» To do:
Pick out each line in the records below that contains the word "window" and copy it.

[Dataset rows start]

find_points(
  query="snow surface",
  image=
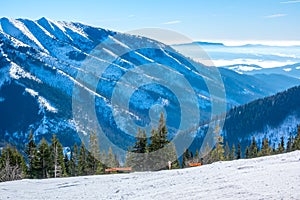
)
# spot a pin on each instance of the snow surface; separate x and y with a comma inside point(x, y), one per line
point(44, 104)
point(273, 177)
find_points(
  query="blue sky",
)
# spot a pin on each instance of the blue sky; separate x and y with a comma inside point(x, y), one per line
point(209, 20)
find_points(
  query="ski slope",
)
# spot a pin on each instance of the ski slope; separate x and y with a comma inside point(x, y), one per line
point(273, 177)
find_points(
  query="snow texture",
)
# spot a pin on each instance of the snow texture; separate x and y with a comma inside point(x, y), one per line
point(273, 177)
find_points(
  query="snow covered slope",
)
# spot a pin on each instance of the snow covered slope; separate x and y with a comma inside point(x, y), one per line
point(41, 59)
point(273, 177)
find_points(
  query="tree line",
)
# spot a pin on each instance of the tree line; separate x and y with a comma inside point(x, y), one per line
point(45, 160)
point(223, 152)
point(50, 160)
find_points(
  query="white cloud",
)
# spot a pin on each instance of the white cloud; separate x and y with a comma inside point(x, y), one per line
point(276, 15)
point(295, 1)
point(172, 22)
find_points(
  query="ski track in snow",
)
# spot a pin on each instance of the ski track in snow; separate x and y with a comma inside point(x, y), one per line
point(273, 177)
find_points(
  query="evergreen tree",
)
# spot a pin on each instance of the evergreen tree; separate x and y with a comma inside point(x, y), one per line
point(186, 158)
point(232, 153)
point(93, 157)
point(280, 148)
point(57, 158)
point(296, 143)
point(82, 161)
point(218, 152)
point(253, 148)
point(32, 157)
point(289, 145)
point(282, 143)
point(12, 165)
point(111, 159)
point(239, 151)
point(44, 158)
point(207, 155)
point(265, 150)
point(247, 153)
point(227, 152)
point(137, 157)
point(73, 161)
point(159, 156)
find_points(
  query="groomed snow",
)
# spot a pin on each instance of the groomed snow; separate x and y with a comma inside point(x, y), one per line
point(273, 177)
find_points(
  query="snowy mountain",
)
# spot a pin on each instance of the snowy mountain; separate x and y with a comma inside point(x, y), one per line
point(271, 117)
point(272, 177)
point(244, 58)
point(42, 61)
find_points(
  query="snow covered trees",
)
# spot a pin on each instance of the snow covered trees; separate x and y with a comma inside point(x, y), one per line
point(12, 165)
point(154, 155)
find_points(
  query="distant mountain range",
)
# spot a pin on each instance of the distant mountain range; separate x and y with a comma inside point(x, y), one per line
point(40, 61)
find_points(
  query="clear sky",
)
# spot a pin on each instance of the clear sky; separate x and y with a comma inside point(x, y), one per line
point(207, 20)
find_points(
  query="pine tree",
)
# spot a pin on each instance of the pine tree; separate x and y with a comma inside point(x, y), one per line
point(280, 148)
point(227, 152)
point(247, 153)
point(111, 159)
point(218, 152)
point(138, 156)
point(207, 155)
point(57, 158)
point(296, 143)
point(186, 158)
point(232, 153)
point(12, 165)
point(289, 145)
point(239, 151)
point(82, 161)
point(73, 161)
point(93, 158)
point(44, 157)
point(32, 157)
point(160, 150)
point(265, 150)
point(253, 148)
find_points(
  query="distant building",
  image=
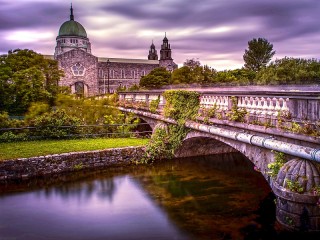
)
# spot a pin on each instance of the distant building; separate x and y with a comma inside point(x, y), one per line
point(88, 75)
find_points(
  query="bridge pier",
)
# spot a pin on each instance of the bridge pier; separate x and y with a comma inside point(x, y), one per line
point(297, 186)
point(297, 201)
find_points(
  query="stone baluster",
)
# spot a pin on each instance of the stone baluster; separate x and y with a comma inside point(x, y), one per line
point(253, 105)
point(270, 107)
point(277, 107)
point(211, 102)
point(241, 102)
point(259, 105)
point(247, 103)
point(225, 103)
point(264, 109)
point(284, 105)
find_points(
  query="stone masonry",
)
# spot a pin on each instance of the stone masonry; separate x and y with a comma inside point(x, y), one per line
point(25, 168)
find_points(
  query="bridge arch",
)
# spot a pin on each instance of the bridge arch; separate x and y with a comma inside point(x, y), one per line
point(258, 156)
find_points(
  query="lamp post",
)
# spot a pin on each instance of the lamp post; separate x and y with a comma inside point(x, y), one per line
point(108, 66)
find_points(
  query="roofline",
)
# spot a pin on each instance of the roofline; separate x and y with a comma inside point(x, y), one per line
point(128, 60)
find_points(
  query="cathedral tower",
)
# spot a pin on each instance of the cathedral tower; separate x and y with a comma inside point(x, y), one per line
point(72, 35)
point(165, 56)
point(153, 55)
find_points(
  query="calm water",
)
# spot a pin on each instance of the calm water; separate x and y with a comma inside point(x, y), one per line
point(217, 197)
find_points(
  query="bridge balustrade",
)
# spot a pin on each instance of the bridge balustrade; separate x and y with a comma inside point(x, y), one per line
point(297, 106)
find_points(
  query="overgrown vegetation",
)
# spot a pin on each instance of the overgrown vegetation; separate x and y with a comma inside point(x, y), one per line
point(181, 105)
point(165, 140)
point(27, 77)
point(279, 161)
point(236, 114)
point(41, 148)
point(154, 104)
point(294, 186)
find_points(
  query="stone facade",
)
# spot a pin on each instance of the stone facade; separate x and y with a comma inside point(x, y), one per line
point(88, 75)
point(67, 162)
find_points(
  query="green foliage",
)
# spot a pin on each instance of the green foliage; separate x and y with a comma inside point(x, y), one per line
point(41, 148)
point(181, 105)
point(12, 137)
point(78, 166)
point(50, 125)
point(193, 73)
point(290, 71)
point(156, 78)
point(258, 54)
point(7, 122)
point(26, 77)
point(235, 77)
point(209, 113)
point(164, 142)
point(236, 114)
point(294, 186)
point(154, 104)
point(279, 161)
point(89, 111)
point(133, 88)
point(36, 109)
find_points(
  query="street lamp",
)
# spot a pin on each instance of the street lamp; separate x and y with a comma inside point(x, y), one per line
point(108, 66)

[Dataset rows end]
[Dataset rows start]

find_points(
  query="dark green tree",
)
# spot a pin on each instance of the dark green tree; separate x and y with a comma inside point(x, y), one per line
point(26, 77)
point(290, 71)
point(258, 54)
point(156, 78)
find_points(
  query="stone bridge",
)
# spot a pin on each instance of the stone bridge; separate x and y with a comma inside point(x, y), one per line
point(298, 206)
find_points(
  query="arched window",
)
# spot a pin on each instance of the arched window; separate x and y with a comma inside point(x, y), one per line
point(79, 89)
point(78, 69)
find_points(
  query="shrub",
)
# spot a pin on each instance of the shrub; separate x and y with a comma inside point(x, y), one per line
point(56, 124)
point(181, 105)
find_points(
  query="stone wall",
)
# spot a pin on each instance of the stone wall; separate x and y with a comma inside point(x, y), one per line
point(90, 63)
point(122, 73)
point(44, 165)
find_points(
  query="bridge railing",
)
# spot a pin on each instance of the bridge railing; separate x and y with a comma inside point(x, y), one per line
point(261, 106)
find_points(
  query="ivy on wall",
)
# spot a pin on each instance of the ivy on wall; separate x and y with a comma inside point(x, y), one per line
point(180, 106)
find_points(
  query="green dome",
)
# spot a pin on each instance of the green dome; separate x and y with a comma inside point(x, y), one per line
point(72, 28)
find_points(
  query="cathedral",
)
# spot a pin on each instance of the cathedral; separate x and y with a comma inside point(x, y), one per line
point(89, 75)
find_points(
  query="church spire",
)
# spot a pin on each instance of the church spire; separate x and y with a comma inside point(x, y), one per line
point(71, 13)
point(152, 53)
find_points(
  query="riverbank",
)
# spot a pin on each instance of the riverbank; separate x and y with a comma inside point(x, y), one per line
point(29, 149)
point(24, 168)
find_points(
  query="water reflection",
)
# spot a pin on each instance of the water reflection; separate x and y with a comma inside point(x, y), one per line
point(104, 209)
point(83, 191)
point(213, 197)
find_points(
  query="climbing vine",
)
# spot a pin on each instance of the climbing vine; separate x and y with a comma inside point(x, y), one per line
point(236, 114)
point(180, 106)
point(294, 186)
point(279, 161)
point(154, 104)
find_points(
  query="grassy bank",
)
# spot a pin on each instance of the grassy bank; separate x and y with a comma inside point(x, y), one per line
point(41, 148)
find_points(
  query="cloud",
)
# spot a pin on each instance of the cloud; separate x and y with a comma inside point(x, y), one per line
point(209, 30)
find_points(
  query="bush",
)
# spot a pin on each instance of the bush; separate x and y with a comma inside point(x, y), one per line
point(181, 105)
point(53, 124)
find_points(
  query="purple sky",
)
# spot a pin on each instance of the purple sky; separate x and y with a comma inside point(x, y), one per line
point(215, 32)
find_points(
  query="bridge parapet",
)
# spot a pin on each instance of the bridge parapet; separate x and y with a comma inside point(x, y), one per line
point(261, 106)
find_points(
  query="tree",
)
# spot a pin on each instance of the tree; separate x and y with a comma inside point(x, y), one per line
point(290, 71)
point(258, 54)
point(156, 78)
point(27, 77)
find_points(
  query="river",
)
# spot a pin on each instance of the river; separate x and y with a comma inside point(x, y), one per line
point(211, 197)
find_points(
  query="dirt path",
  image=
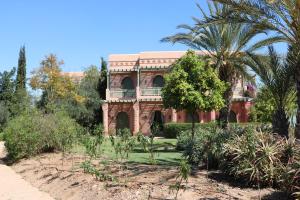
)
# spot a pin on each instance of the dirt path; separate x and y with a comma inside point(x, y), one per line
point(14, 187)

[Dataset rows end]

» Response for this exercise:
  query="arched window",
# spot a pin on each instance of the arched window; separate x and y with a comma inside point(x, y), one per line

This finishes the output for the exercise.